What the task requires
Convert everything in the records below, from the line containing "of the cloud" through the end of the records, into a numbered list, omitting blank lines and leaving out the pictures.

Photo-based point labeling data
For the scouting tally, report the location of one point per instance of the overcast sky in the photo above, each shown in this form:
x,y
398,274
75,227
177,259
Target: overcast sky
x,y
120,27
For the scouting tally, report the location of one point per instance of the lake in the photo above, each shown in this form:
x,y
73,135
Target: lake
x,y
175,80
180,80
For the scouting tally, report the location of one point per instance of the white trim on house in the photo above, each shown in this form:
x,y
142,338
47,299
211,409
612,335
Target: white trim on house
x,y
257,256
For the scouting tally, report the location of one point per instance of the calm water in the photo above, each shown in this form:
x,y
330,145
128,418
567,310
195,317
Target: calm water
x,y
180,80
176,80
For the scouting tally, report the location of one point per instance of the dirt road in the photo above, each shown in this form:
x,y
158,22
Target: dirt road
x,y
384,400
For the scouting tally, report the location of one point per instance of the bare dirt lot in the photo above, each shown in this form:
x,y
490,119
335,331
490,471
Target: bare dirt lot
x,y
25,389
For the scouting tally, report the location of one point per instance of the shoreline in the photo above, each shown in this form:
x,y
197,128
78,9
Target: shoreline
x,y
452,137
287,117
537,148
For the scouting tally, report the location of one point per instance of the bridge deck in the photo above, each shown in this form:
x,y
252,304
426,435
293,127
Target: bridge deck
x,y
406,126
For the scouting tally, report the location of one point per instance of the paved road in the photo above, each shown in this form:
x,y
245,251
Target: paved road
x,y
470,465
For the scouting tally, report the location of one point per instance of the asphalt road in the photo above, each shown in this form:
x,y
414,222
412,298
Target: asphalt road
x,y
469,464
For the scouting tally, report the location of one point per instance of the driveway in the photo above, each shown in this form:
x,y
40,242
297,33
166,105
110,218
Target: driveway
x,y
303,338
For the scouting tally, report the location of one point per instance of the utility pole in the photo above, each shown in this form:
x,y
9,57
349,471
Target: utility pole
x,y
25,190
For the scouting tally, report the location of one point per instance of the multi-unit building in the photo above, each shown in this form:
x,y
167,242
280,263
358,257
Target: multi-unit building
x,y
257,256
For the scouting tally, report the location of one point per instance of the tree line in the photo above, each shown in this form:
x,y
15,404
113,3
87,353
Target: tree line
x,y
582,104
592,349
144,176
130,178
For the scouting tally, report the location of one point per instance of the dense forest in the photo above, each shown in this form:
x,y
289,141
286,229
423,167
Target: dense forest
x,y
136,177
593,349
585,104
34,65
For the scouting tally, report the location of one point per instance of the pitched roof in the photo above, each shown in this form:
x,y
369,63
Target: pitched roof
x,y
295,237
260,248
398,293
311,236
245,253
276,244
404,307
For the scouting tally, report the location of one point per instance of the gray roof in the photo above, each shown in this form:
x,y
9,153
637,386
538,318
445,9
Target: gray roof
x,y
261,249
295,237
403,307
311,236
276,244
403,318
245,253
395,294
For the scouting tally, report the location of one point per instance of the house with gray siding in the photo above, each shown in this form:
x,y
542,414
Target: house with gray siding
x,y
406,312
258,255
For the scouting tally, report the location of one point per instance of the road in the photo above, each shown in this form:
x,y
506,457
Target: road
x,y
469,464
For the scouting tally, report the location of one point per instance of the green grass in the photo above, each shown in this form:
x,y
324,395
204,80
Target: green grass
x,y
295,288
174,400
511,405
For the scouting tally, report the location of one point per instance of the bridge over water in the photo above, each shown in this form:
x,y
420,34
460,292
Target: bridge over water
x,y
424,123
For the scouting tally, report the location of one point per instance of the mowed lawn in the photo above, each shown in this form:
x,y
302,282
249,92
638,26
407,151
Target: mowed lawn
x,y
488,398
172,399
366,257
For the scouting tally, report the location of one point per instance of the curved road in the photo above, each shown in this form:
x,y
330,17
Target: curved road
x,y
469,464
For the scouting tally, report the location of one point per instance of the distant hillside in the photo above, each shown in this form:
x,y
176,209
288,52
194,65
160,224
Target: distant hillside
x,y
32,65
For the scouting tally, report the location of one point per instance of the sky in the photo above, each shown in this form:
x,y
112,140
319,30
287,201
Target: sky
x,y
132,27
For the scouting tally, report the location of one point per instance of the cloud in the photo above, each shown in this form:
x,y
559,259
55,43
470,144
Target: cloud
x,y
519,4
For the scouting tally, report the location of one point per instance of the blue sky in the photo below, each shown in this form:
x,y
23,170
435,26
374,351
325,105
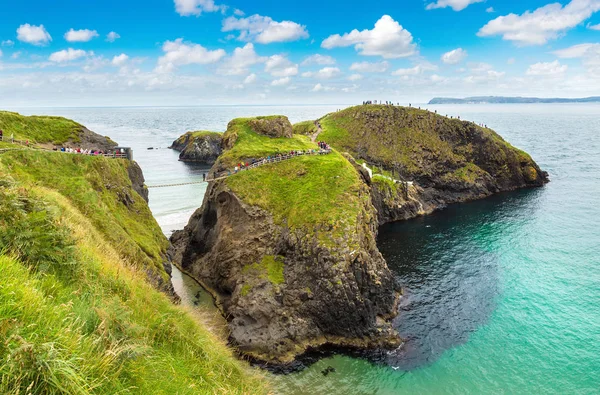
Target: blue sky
x,y
194,52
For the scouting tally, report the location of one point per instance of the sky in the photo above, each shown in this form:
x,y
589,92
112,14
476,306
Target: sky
x,y
230,52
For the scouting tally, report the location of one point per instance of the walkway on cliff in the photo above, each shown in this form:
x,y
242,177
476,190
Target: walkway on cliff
x,y
261,162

Completed exercise
1. For the scouting tally, report the location of one point per instance of the cloud in the photo above, each shown in this form:
2. x,y
3. 559,259
4. 55,43
5. 470,144
6. Target: cloud
7. x,y
8. 519,4
9. For the scouting tally, report the location of one point per instance of the blue sky in the photo below, each shown in this form:
10. x,y
11. 23,170
12. 435,26
13. 374,351
14. 325,105
15. Target: blue sky
16. x,y
17. 194,52
18. For the scouting tally, report the location of one point per instance of the sky in the photo above, each shown in this form:
19. x,y
20. 589,92
21. 112,14
22. 476,306
23. Target: sky
24. x,y
25. 230,52
26. For the scouting tally, report the location of one point per instance of the walkway on cliff in the photo above, each shown in this form:
27. x,y
28. 242,177
29. 476,190
30. Target: walkway on cliff
31. x,y
32. 261,162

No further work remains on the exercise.